## Begin

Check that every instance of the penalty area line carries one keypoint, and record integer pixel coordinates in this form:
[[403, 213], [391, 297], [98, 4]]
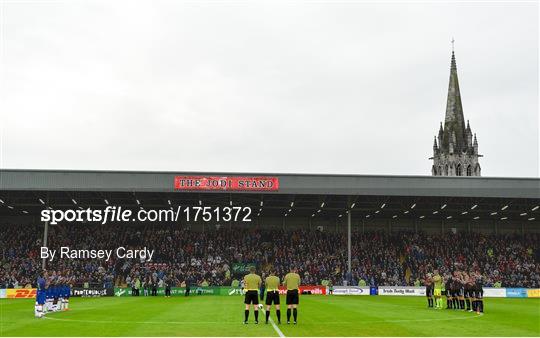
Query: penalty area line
[[276, 328]]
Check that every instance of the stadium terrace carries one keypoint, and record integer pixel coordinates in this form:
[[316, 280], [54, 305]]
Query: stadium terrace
[[343, 214]]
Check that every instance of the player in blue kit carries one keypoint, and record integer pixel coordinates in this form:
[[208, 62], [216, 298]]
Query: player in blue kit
[[39, 310]]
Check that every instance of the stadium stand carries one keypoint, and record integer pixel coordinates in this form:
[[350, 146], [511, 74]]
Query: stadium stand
[[208, 257]]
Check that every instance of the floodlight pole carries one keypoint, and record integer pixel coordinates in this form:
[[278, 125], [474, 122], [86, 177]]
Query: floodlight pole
[[349, 242], [45, 235]]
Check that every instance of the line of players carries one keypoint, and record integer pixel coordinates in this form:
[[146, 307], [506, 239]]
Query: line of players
[[463, 291], [253, 285], [53, 291]]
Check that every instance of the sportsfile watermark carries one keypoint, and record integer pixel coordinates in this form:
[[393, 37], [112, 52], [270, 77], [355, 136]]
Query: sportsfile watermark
[[116, 214]]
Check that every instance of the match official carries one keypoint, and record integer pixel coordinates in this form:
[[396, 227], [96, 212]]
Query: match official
[[252, 283], [292, 282], [272, 295]]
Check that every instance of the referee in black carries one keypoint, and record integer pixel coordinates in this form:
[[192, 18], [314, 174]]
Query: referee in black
[[272, 295], [292, 282]]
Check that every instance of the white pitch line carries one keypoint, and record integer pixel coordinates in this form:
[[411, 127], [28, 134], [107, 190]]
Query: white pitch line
[[276, 328]]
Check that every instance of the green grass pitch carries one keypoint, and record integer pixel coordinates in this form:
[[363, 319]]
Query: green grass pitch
[[223, 316]]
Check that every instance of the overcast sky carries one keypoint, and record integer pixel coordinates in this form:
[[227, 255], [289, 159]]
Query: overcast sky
[[308, 87]]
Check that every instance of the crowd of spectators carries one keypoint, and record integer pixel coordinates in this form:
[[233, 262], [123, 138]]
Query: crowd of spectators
[[216, 256]]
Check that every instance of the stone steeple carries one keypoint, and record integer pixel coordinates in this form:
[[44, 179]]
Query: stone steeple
[[455, 153]]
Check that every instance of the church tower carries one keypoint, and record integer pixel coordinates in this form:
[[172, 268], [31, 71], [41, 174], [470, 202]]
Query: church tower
[[455, 148]]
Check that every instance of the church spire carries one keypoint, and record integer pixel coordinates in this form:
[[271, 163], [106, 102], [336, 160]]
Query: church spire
[[454, 122], [455, 147]]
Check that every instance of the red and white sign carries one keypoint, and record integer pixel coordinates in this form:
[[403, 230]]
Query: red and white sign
[[226, 183], [313, 289]]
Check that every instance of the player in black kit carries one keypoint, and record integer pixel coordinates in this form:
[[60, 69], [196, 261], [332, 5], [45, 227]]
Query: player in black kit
[[429, 289]]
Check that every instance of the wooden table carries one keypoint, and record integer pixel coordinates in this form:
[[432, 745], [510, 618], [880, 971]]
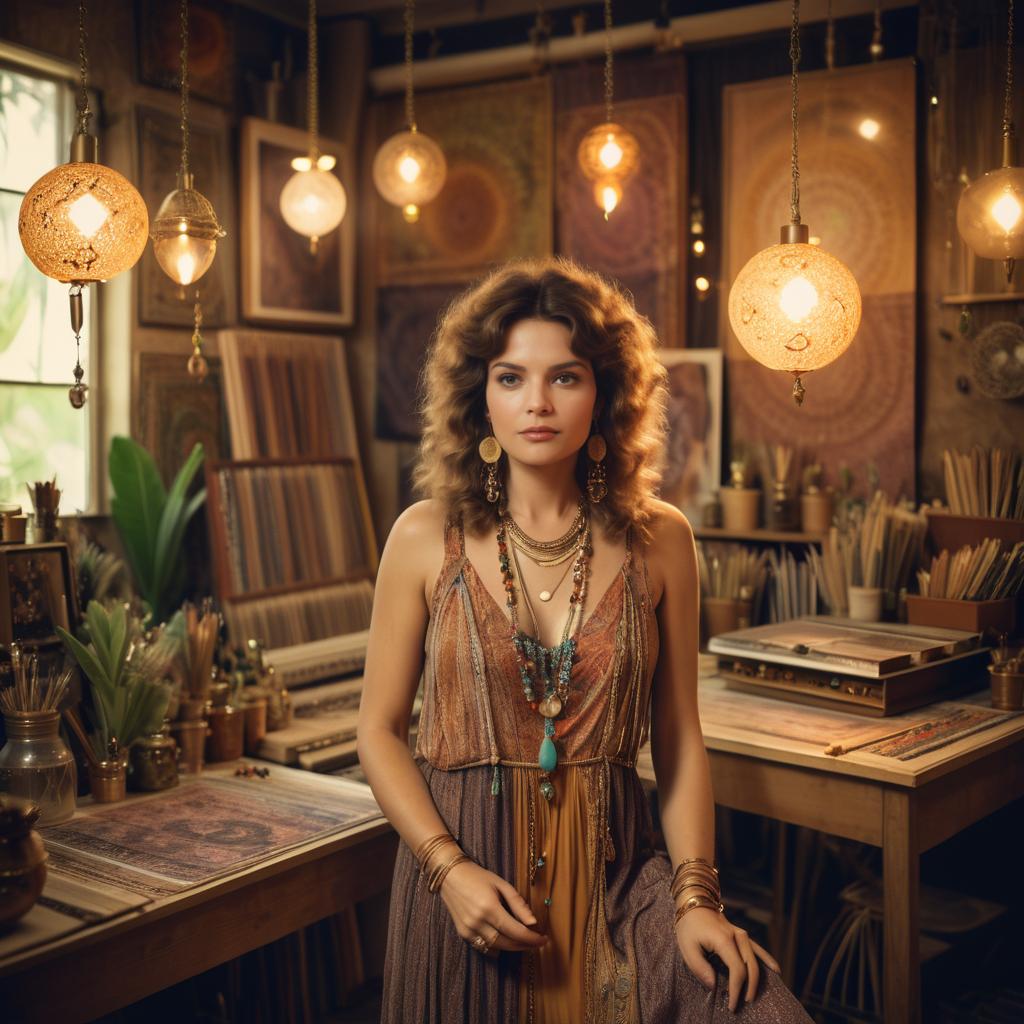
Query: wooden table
[[111, 965], [904, 807]]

## End

TASK:
Reproduce every one of the records above word for word, and leave the pictures out of your copy.

FINAL RESULT:
Check that every instance of the penalty area line carries one keypoint, and record integer pixel coordinates in this form:
[[403, 213], [391, 297], [98, 4]]
Query: penalty area line
[[276, 328]]
Check that every instance of the stadium terrace carries one keypoint, and record integer pixel coordinates in this form:
[[316, 280], [54, 305]]
Query: stadium terrace
[[343, 214]]
Check that every instance of the player in blue kit carries one keypoint, and record integer pixel coordinates in this form:
[[208, 62], [216, 298]]
Query: player in blue kit
[[39, 310]]
Check that every instance of the stadium stand carries one keypoint, and record integer pixel coordinates in this form:
[[350, 146], [511, 74]]
Query: stadium stand
[[208, 257]]
Check that every instance of the floodlight pole carries one keypoint, and record integer pixel coordinates in this form:
[[278, 125], [474, 122], [86, 177]]
Query: floodlight pole
[[349, 242], [45, 235]]
Check that every instance of the line of players carries one keypoint, and record integer pixel coordinates in this form:
[[146, 307], [506, 239]]
Query: line of players
[[463, 291], [253, 285], [53, 291]]
Check that every instance of the sportsfile watermark carries one keypoint, and record integer pixel coordinates in this form:
[[393, 37], [112, 52], [270, 77], [355, 136]]
Query: sportsfile watermark
[[116, 214]]
Check that every instance of the match official carries one keypoint, and record integer pixel coordinates in this form:
[[396, 227], [96, 212]]
Query: match official
[[252, 283], [292, 282], [272, 295]]
Check that every instance of the referee in black carries one keypoint, and record integer pixel coordinates in this form:
[[192, 18], [314, 174]]
Query: referee in black
[[272, 295], [292, 282]]
Check that every instance of the white pitch line carries one keypoint, and record integer pixel coordinates in this form:
[[411, 127], [28, 134], [107, 190]]
Query: white pitch line
[[276, 328]]
Check that every instance of the green grass pitch carries one keypoint, and record integer pixel coordinates in this form:
[[363, 319]]
Query: green grass pitch
[[223, 316]]
Check that every instance of the overcast sky carries one keypoint, and record integer pixel coordinates in this form:
[[227, 255], [289, 159]]
Query: overcast sky
[[308, 87]]
Check that every instance of the crowd of spectators carries one keypoint, and record integer pixel coordinates in this form:
[[233, 262], [123, 138]]
Query: crowd of spectators
[[216, 256]]
Check that every instance of the stone steeple carries one keypoint, and record integer pixel coordinates in this form:
[[44, 179]]
Query: stone steeple
[[455, 153]]
Check that every instance of the church tower carries one keypoint, and record integer pixel coordinates in this form:
[[172, 268], [31, 71], [41, 174], [470, 202]]
Query: church tower
[[455, 148]]
Check that every instance of the church spire carries one keypoint, and record integer pixel coordinates in this form:
[[271, 163], [106, 102], [336, 160]]
Query: church spire
[[454, 122], [455, 147]]
Check that every instance of the red and white sign carries one keypoint, and record integer pixel coordinates in this form:
[[403, 230]]
Query: red and white sign
[[226, 183], [313, 289]]
Check that every instance of the player in black kit carries one keypoint, and record integer pixel coordinates in this form:
[[60, 69], [196, 261], [332, 5], [45, 227]]
Query: player in black kit
[[429, 289]]
Check that every instance of the wooden table carries one keypoint, and record integer pixel coordinates in this form:
[[432, 745], [510, 618], [880, 971]]
Query: wooden table
[[111, 965], [904, 807]]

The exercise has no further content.